* **Exercise task**: Please output the lines shown below exactly as they appear.

* **Source data**:
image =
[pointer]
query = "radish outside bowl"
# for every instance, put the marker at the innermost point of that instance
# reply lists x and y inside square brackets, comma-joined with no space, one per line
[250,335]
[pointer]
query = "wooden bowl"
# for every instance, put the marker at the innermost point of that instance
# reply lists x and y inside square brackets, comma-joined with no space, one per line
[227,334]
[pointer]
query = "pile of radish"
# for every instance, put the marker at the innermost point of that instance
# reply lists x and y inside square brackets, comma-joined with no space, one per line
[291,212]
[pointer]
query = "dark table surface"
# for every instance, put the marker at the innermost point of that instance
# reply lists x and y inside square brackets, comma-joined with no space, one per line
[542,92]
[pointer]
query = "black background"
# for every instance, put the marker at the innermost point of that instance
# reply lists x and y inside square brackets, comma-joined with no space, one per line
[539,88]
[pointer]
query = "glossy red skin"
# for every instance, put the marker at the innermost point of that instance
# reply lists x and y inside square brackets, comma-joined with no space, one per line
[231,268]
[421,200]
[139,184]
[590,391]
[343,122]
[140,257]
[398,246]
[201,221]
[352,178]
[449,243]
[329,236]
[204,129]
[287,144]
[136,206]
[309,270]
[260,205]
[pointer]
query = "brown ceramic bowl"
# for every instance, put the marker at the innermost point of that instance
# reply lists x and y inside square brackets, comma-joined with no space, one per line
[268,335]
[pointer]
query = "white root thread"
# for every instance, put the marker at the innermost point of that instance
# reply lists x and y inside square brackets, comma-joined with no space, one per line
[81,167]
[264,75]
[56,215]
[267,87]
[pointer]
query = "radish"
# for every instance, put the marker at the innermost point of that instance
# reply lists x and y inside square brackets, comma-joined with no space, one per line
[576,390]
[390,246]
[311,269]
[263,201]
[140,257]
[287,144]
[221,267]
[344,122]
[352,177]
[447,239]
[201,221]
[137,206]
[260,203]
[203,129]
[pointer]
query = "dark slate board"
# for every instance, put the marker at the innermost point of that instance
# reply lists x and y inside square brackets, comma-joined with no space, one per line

* **Result of the task**:
image =
[pointer]
query = "radish outside bowl"
# for every instance, put the marker at the innermost point of that instance
# reply lists x and y inside square brackets, comma-joined with no space, one per line
[250,335]
[pointer]
query = "wooden bowl"
# for every instance, put the marker at the innermost point of that instance
# reply lists x and y inside square brackets, comma-joined with no space, one per line
[227,334]
[pointer]
query = "pile of radish"
# for every instance, put the marker at the innermost point of that instance
# reply lists x and y inside square brackets, comma-joined with no space, one per line
[291,212]
[pointer]
query = "dark table surface"
# for every instance, put the marker at the innermost point of that instance
# reply lists x and y inside square brackets, comma-joined with no space, one per line
[542,92]
[pointer]
query = "black background"
# for every instance, put the marker at the innermost point of that instance
# reply lists x and y inside square brackets, comma-joined with no space, one per line
[539,88]
[pointer]
query = "glossy red skin"
# for every instance, put the marker at the innermost point of that instance
# reply lists x and y inside square brackets, comma-joined with no space, one per line
[231,268]
[421,200]
[139,184]
[590,391]
[343,122]
[140,257]
[398,246]
[201,221]
[352,178]
[449,243]
[329,236]
[204,129]
[287,144]
[136,206]
[309,270]
[260,205]
[pointer]
query = "brown ceramic bowl"
# for every instance, put the marker at the innermost point of that instance
# reply lists x and y inside square brackets, comma-joined with no space, one per line
[268,335]
[pointer]
query = "white root thread"
# for every instance, put the marker at the innermost point of that instance
# reply lists x and y inside square brackets, comma-joined with no space, one per line
[81,167]
[264,75]
[56,215]
[267,87]
[pointer]
query = "radish"
# for every instance, put the marker at the innermost point of that instance
# reply lists x and y inside square brackets, comma-joined with no space, one per line
[576,390]
[390,246]
[311,269]
[263,201]
[140,257]
[287,144]
[221,267]
[344,122]
[352,177]
[447,239]
[201,221]
[137,206]
[260,203]
[203,129]
[pointer]
query = "dark slate board"
# for every instance, put the marker at the innermost point of that instance
# reply lists x and y inside square brackets, comma-joined with no space, one per line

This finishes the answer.